== DATA EXTRACT ==

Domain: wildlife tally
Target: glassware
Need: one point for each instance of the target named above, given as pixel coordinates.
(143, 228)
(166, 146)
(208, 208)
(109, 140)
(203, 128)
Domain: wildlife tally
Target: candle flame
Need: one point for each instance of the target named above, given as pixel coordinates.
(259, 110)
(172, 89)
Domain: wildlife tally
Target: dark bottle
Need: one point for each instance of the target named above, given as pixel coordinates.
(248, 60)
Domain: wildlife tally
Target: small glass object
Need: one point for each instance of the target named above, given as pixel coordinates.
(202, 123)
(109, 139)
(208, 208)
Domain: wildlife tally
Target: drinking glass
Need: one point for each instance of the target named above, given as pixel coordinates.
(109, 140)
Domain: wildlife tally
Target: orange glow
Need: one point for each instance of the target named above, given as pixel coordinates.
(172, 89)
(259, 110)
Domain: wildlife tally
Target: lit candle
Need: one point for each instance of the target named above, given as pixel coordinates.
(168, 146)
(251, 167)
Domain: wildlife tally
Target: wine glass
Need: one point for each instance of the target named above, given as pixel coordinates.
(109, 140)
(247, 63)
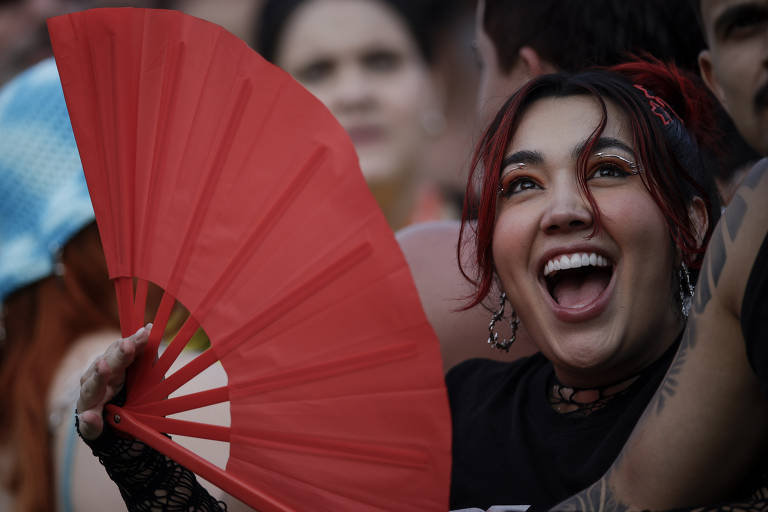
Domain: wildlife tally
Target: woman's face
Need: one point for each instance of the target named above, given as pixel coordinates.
(359, 59)
(613, 313)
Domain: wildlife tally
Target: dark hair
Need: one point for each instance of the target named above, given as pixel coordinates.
(668, 152)
(420, 17)
(43, 321)
(576, 35)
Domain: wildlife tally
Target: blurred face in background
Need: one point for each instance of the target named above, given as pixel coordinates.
(359, 58)
(736, 64)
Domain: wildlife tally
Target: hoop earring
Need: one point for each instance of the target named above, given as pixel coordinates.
(514, 322)
(686, 290)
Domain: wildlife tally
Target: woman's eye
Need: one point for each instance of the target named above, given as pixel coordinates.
(609, 171)
(517, 186)
(316, 71)
(746, 23)
(381, 60)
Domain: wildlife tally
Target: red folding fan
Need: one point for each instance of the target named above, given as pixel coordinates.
(219, 179)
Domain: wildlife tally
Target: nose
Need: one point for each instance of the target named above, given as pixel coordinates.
(353, 89)
(567, 209)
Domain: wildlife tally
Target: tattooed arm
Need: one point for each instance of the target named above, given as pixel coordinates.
(706, 425)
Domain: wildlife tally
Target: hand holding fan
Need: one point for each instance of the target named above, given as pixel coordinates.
(216, 177)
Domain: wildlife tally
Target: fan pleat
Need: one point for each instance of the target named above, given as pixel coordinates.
(183, 403)
(218, 179)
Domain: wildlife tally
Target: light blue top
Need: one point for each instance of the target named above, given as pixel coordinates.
(43, 196)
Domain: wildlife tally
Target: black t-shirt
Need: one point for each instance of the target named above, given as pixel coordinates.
(511, 448)
(754, 317)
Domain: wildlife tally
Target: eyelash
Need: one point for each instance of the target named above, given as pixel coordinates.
(746, 24)
(618, 170)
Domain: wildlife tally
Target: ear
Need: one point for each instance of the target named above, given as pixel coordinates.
(533, 64)
(708, 74)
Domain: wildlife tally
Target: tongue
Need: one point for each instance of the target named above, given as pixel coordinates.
(574, 289)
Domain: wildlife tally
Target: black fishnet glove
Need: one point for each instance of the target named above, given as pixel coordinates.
(148, 480)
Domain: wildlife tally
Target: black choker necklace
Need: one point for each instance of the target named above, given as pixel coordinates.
(584, 401)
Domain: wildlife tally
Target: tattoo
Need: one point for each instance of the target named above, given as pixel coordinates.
(756, 174)
(599, 497)
(703, 291)
(717, 255)
(668, 386)
(735, 215)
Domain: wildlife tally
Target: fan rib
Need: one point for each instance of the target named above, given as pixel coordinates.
(124, 292)
(174, 348)
(164, 407)
(205, 195)
(295, 297)
(168, 105)
(183, 427)
(140, 302)
(268, 222)
(114, 197)
(180, 376)
(227, 481)
(337, 448)
(303, 375)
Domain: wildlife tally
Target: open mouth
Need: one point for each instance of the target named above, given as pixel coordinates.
(577, 280)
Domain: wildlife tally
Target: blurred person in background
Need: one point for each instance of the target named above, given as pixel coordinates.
(371, 63)
(57, 300)
(24, 36)
(58, 307)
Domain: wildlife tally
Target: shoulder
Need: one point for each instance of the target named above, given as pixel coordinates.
(470, 379)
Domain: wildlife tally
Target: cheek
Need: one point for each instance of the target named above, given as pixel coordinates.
(512, 237)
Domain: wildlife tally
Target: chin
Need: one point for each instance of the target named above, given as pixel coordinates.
(580, 353)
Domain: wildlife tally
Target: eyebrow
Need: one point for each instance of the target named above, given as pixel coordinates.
(736, 12)
(535, 157)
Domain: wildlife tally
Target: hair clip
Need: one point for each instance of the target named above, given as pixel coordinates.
(632, 165)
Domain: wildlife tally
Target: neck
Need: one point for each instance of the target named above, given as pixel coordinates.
(568, 399)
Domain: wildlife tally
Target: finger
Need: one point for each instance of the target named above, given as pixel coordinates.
(92, 391)
(121, 354)
(90, 424)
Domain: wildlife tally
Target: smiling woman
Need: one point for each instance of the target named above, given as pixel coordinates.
(594, 214)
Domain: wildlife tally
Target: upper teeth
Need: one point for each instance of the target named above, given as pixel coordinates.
(575, 260)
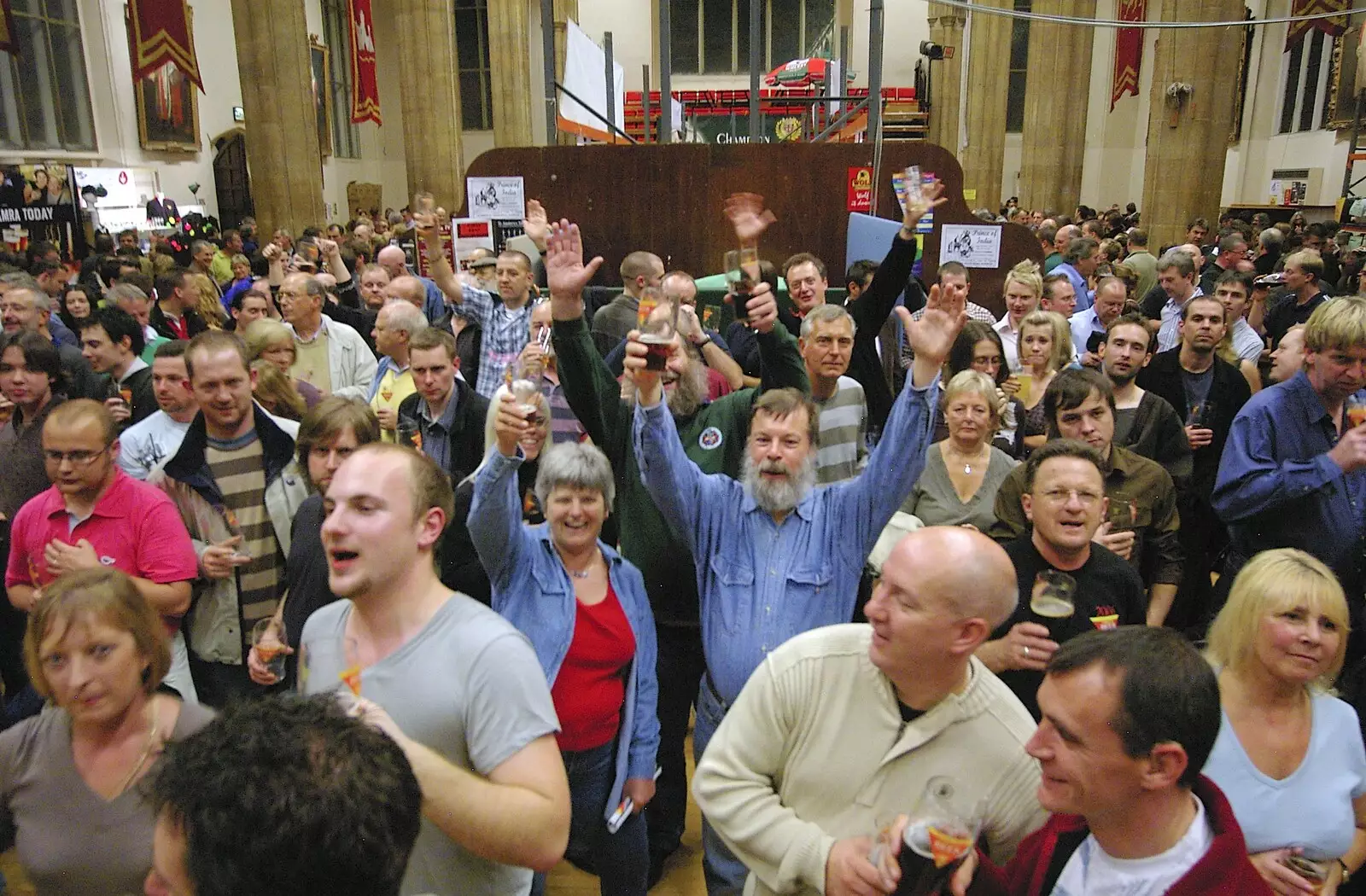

===

§ **DIRECTIONS FOR THIS TASK**
Filter the records above and copy each line that contains the string "background".

§ **TASK OUTPUT**
Target: blurred face in background
Target: blurred person in background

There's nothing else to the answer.